**Problem to solve**
What lines in the data below mention the string "instances"? Copy them out.

**Source material**
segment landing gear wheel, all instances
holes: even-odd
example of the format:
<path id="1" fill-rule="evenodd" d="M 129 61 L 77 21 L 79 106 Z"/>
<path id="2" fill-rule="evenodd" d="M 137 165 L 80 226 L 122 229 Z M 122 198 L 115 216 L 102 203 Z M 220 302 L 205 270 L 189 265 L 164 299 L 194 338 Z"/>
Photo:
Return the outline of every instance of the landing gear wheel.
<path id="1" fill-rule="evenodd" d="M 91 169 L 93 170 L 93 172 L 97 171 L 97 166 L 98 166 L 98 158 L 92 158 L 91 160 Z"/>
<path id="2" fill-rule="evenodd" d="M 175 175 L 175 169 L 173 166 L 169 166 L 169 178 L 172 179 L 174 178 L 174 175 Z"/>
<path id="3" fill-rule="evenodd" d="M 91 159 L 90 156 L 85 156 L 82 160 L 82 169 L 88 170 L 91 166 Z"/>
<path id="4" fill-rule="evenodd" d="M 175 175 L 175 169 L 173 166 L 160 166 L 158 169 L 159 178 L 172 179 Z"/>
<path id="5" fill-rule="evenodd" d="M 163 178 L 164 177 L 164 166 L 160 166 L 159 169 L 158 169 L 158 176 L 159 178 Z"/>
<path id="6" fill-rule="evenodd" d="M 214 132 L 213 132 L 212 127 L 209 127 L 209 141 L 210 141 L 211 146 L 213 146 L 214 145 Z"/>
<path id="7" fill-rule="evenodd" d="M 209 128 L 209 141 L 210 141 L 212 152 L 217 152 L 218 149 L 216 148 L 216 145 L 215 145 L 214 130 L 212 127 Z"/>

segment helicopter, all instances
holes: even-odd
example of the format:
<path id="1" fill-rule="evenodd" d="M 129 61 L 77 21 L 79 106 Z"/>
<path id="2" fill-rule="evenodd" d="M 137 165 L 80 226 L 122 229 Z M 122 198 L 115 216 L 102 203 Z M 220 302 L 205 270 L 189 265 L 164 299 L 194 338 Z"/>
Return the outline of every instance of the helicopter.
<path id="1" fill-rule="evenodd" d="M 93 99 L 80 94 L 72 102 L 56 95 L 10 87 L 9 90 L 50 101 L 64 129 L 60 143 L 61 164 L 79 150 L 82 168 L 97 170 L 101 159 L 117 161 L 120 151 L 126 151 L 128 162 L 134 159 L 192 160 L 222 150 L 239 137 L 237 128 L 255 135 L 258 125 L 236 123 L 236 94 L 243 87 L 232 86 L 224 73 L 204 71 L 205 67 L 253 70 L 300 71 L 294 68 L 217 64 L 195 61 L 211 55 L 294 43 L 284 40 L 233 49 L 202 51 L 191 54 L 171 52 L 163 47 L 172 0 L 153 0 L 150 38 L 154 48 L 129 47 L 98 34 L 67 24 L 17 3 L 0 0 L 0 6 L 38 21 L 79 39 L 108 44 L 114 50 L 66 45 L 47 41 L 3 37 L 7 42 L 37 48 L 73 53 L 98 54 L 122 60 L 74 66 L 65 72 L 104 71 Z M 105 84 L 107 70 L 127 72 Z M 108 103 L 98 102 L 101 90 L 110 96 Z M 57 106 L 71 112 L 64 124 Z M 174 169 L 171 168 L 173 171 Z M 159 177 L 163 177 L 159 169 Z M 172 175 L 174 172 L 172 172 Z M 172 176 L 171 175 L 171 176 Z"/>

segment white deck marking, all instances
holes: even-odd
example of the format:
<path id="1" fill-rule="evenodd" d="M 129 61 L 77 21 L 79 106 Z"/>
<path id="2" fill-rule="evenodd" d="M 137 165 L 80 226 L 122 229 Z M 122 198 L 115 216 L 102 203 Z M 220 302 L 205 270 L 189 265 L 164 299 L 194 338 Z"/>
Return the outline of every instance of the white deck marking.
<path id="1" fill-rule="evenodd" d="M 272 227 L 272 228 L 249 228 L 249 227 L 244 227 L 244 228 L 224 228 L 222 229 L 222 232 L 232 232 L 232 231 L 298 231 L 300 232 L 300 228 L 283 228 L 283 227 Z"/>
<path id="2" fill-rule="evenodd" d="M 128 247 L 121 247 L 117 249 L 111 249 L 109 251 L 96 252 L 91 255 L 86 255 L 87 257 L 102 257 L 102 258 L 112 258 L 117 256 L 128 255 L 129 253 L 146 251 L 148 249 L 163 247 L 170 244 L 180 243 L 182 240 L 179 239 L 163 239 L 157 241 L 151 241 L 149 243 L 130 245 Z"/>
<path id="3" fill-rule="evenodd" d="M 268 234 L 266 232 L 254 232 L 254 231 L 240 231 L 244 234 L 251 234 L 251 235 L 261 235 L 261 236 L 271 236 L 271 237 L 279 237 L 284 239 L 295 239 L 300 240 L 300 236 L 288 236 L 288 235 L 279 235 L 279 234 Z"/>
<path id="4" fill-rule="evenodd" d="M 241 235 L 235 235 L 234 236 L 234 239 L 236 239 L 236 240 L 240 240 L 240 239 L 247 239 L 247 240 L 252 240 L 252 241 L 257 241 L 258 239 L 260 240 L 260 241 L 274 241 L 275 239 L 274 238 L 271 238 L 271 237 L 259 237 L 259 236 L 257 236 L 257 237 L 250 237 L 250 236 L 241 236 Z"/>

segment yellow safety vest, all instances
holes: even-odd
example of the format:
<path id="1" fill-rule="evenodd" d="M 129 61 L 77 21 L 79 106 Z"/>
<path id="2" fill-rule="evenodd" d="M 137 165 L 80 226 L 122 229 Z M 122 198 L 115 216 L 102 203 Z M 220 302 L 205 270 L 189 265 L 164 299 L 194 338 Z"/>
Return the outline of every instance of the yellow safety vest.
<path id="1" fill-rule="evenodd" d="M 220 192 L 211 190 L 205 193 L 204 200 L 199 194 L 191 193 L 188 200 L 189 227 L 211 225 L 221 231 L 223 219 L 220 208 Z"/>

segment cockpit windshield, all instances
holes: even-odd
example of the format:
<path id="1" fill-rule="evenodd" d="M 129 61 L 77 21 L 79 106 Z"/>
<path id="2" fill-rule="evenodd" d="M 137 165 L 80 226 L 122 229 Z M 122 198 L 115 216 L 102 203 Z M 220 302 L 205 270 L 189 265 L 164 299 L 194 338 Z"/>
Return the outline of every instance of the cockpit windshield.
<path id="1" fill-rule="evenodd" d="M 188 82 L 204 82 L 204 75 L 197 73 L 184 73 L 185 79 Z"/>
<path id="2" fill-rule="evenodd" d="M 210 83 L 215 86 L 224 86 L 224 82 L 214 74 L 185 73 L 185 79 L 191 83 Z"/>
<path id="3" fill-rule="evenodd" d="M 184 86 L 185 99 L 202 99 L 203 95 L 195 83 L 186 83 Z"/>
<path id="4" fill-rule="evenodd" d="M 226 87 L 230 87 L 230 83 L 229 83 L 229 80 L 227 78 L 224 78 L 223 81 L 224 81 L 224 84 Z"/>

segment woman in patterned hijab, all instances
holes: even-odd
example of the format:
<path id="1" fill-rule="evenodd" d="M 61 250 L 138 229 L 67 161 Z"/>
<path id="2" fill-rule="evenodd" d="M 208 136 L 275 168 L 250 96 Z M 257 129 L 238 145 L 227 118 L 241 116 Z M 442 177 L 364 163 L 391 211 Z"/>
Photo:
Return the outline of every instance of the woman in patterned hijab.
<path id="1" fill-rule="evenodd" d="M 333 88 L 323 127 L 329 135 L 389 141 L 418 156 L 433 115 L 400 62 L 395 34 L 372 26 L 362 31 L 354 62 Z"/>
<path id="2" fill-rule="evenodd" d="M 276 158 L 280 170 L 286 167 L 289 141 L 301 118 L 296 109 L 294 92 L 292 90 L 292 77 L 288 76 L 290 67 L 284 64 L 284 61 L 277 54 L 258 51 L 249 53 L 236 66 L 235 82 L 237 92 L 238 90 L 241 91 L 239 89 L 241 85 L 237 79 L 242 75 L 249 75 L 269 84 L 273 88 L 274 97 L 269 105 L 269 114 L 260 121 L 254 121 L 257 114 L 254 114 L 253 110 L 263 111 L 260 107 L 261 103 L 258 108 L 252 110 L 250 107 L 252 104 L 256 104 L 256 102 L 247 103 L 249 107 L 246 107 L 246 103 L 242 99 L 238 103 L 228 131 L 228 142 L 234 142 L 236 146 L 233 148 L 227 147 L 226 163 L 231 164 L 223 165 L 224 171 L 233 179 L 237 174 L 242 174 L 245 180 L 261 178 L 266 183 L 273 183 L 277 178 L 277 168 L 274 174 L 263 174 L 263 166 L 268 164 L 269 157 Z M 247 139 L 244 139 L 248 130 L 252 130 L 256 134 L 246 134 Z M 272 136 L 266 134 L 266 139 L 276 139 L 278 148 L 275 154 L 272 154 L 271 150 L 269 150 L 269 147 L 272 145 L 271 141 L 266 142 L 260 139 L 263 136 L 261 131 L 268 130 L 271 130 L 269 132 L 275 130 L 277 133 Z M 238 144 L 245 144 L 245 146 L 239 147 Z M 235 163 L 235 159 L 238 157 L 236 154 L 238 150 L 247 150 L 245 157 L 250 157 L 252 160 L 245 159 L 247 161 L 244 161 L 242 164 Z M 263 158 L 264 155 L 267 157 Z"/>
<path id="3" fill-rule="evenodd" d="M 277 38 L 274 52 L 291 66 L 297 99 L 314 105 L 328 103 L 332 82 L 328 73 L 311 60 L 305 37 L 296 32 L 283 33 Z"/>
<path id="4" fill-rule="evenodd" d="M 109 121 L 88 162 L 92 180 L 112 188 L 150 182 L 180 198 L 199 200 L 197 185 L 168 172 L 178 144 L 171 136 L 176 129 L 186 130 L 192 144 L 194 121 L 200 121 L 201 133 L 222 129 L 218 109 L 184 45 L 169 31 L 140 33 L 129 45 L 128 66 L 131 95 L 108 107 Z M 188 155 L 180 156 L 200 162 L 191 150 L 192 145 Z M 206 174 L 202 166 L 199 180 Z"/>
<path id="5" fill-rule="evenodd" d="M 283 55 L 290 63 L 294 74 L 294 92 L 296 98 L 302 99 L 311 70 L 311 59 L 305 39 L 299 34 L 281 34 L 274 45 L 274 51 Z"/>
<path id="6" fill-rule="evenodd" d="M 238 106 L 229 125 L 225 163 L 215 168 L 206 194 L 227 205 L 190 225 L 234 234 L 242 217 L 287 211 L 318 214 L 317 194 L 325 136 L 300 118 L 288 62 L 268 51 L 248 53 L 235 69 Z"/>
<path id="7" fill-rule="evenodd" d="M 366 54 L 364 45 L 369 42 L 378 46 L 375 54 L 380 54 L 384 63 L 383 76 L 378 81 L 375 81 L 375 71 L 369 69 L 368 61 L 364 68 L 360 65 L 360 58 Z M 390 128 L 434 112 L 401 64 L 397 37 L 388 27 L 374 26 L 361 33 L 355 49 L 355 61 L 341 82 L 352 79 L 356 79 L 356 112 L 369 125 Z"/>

**Task result**
segment landing gear wheel, all instances
segment helicopter, all instances
segment white deck marking, all instances
segment yellow safety vest, all instances
segment cockpit windshield, all instances
segment woman in patterned hijab, all instances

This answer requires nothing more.